### [What to produce]
Please rewrite everything from the start of the entries down to the line containing "[225,44,275,62]", replacing "plain-text query" with "free-text prompt" throughout and leaving all else unchanged.

Data entries
########
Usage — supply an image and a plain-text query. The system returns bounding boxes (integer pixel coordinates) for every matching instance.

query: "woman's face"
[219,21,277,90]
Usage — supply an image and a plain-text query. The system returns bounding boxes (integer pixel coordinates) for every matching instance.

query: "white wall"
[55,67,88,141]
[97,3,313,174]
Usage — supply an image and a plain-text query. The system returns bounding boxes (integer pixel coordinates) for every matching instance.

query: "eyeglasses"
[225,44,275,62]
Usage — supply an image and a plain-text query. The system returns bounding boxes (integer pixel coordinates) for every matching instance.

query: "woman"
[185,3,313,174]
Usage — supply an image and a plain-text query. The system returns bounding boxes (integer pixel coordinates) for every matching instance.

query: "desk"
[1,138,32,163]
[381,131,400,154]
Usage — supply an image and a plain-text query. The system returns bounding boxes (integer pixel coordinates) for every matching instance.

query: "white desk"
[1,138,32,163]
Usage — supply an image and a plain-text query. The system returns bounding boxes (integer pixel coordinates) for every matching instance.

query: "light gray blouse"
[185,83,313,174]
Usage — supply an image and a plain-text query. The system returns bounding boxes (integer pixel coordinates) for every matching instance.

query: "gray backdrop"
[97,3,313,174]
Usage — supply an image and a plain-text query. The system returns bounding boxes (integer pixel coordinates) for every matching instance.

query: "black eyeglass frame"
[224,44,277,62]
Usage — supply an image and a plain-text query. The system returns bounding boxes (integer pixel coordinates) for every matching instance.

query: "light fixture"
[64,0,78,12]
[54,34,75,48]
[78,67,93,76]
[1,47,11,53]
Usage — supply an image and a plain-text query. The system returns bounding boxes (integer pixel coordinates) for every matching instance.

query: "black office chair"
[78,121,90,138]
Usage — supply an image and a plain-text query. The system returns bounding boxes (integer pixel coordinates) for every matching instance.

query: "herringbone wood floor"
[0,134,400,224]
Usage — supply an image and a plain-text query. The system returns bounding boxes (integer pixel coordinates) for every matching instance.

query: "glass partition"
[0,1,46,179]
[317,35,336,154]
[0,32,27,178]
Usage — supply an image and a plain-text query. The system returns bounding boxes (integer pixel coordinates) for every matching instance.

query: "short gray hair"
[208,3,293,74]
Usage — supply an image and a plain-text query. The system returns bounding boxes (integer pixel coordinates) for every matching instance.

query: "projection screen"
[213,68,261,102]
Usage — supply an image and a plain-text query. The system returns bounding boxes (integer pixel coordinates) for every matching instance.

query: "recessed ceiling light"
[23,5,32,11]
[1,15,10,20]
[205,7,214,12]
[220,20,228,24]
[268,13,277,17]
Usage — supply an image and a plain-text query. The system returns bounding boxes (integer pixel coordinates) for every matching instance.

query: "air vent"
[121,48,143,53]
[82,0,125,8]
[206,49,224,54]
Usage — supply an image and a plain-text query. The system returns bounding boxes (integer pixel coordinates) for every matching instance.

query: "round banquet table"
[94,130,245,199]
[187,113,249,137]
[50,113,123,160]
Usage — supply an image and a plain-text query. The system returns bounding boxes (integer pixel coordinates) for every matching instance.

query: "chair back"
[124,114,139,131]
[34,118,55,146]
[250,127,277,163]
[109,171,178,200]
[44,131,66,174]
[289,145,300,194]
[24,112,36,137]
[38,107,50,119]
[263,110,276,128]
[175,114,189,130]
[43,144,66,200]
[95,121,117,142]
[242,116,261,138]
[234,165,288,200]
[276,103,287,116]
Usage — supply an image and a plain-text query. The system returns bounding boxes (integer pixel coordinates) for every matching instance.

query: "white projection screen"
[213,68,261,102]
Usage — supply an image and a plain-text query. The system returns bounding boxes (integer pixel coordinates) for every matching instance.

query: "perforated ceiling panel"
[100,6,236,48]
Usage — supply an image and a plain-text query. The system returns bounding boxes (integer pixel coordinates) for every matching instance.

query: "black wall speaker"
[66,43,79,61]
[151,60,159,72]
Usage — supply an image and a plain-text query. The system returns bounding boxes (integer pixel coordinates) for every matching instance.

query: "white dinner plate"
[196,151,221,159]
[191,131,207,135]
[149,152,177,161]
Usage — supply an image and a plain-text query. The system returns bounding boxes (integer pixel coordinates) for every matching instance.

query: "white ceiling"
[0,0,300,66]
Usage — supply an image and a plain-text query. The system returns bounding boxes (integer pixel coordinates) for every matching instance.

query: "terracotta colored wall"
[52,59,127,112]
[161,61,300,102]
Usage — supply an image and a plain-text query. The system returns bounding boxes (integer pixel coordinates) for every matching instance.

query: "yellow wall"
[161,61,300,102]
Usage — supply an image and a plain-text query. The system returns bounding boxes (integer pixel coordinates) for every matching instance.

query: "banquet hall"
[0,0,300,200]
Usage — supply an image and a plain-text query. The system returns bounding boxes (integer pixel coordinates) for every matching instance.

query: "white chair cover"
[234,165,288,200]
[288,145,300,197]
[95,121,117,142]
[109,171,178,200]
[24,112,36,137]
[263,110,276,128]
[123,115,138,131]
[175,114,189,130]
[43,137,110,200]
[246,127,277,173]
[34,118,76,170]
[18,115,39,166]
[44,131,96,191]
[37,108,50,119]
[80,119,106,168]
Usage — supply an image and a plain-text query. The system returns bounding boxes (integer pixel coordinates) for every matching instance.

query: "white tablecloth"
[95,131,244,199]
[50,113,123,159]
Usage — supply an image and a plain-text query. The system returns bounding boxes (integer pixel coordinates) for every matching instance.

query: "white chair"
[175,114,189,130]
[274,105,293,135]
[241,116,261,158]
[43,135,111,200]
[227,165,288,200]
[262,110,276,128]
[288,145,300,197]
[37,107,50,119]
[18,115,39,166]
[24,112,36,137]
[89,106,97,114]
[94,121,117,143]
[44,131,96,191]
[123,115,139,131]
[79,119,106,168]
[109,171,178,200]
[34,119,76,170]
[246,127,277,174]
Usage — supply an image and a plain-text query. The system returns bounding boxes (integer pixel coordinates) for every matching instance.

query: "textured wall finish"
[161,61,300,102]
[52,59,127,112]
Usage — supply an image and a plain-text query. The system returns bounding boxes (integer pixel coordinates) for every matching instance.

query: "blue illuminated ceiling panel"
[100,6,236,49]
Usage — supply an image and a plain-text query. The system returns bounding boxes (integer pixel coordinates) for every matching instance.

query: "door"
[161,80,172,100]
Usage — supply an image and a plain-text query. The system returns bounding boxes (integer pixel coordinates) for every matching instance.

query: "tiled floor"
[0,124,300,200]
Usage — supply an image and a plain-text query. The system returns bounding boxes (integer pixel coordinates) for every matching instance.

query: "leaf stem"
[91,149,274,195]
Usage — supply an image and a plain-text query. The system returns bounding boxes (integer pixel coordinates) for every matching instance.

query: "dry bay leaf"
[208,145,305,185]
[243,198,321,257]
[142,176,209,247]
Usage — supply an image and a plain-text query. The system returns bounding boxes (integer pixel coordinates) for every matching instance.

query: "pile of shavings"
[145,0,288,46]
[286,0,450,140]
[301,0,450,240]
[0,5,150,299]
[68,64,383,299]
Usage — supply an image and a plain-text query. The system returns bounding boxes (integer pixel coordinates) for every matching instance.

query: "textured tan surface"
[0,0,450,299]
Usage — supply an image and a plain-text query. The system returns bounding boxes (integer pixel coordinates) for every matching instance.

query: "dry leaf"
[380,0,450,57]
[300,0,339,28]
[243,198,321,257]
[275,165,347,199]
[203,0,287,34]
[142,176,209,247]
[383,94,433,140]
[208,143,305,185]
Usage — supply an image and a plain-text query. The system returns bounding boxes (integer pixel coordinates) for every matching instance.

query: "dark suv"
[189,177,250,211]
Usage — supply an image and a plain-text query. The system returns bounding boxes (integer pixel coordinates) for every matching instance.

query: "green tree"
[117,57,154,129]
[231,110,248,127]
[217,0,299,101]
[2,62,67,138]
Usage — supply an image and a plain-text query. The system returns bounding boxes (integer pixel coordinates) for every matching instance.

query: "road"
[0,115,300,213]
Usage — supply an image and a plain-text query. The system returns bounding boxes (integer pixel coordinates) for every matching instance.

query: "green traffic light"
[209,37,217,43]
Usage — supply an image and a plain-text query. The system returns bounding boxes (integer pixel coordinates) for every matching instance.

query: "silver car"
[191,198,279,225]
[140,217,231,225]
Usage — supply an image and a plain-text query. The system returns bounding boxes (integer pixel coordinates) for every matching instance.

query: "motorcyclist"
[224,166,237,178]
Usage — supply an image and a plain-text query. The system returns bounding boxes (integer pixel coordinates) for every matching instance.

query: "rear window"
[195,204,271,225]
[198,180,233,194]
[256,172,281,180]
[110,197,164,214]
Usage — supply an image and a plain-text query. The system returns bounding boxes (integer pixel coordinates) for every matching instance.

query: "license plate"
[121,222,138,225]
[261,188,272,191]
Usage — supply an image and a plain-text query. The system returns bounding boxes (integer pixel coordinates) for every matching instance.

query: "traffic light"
########
### [Answer for the task]
Usage — supply an image and a free-text prompt. The system returns bounding boxes (integer pixel coordinates) for every matching instance.

query: "woman's face"
[219,21,277,90]
Usage — supply an image and a free-text prompt. The system returns bounding boxes (integer pixel coordinates) for every matching instance.

query: "white wall"
[55,67,88,141]
[97,3,313,174]
Usage — supply an image and a free-text prompt. The system returns bounding boxes (integer pixel coordinates) for every matching instance.

query: "eyeglasses"
[225,44,275,62]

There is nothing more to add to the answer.